— START Text passage —

Even if Twitter shows that it did not violate the merger agreement, a chancellor in the Delaware court may still allow Mr. Musk to pay damages and walk away, as in the case of Apollo Global Management’s deal combining the chemical companies Huntsman and Hexion in 2008. (The lawsuits concluded in a broken deal and a $1 billion settlement.)
Forcing an acquirer to buy a company is a complicated process to oversee, and a chancellor may not want to order a buyer to do something that he ultimately does not follow through on, a risk that is particularly acute in this deal, given Mr. Musk’s habit of flouting legal confines.
“The worst-case scenario for the court is that it makes an order and that he doesn’t comply, and they have to figure out what to do about it,” said Morgan Ricks, a professor at Vanderbilt Law School.
While Mr. Musk typically relies on a small circle of confidants to run his businesses, which include the rocket maker SpaceX, he has brought in a larger legal team to supervise the Twitter acquisition. In addition to his personal lawyer, Alex Spiro, he tapped attorneys from Skadden, Arps, Slate, Meagher & Flom.
Skadden is a go-to corporate law firm, with ample experience arguing cases in front of the Delaware court, including LVMH’s attempt to break off its acquisition of Tiffany.
On its side, Twitter has deployed lawyers from two firms, Wilson Sonsini Goodrich & Rosati and Simpson Thacher & Bartlett, to manage the deal. Wilson Sonsini is Twitter’s longtime legal counsel, which built its reputation on deals in venture capital and technology. Simpson Thatcher is a New York-based law firm with more experience in general corporate mergers and acquisitions.
If Twitter renegotiates its acquisition price or accepts a breakup, it will probably face more legal problems. Shareholders would sue over either scenario, adding to several shareholder lawsuits Twitter is already facing over the acquisition. In April, financial analysts called Mr. Musk’s price a lowball offer, and Twitter shareholders could balk if the company agrees to further reduce its acquisition price.

— END Text passage —
— START Data extract —

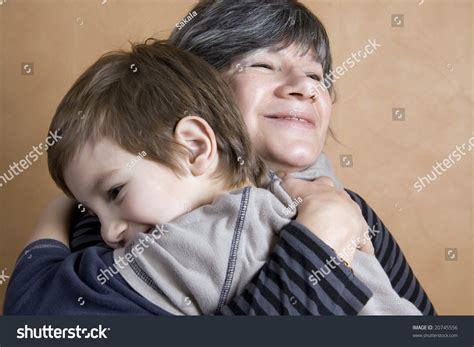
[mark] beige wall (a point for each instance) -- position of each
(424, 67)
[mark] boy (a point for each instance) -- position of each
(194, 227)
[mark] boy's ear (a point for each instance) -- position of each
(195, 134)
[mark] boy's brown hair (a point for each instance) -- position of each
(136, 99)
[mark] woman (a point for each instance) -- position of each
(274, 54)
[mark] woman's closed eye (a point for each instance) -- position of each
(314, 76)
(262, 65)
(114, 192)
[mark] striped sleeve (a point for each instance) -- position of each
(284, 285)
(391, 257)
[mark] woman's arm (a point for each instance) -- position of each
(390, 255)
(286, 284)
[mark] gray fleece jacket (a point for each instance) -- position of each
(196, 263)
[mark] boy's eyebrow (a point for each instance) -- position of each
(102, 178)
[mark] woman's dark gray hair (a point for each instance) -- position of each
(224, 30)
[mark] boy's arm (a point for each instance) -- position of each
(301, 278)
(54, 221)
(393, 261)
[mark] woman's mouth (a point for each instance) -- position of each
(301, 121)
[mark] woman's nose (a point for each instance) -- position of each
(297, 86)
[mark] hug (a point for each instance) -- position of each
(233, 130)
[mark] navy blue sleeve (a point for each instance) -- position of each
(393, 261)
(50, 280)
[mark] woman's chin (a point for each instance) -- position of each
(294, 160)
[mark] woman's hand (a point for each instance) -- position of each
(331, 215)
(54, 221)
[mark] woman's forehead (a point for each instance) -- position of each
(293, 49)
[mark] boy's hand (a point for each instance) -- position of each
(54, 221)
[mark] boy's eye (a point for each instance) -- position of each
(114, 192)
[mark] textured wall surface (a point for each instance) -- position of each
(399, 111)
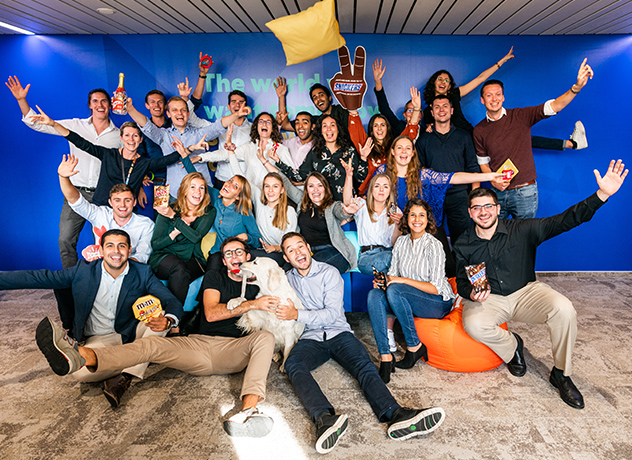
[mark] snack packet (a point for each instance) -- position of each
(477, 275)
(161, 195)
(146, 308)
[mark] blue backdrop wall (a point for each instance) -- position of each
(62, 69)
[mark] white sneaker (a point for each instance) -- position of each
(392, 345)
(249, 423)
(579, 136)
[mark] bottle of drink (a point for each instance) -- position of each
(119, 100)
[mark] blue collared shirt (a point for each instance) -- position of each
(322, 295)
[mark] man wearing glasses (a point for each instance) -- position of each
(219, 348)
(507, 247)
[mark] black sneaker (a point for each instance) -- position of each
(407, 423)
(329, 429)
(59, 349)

— END Data extract —
— START Data extract —

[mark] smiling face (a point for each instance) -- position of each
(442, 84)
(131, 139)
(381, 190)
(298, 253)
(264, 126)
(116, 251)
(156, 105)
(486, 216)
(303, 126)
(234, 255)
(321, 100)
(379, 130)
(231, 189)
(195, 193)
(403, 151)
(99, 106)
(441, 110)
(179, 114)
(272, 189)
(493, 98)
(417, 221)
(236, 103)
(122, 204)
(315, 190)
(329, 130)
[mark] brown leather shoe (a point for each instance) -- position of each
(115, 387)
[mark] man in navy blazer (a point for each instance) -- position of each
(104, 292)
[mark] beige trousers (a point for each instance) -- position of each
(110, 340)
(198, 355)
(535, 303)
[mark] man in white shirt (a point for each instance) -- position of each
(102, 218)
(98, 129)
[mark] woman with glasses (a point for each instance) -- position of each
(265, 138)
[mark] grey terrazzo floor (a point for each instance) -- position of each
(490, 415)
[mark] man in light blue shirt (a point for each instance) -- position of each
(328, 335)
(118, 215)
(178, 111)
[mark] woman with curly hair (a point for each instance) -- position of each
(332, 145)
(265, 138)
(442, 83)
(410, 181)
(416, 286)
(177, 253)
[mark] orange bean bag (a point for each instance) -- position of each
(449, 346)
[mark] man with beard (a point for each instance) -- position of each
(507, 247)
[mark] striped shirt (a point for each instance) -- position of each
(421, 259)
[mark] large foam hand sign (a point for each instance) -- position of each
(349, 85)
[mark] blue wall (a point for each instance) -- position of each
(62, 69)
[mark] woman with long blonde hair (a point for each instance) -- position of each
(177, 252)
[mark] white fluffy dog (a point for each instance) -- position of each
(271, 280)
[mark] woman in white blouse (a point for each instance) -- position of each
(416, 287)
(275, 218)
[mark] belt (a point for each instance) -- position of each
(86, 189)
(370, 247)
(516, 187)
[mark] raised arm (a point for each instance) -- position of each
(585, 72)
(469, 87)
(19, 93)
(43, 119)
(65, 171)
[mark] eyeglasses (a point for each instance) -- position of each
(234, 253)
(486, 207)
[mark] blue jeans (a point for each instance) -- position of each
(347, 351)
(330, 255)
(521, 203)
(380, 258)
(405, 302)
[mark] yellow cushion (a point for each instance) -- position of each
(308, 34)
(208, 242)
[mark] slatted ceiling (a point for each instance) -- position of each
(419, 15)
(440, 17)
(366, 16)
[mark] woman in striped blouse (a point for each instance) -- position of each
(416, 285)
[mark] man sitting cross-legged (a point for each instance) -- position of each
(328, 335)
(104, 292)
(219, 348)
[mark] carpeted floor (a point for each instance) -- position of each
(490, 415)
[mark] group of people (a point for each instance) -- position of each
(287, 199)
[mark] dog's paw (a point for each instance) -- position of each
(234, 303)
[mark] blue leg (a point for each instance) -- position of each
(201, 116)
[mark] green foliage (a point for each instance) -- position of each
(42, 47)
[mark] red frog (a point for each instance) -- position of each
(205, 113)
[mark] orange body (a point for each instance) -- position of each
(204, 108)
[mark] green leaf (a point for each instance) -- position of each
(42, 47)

— END Data extract —

=== Problems to work on ===
(1) Answer these questions from the passage on the Twitter acquisition:
(a) Which two chemical companies did Apollo Global Management's 2008 deal combine?
(b) Who is Mr. Musk's personal lawyer?
(c) Which firm is Twitter's longtime legal counsel?
(2) Please translate this sentence from the passage on the Twitter acquisition into Spanish: "Skadden is a go-to corporate law firm, with ample experience arguing cases in front of the Delaware court, including LVMH's attempt to break off its acquisition of Tiffany."

=== Replies ===
(1)
(a) Huntsman and Hexion
(b) Alex Spiro
(c) Wilson Sonsini Goodrich & Rosati

(2) Skadden es un bufete de derecho corporativo de referencia, con amplia experiencia en litigar casos ante el tribunal de Delaware, incluido el intento de LVMH de romper su adquisición de Tiffany.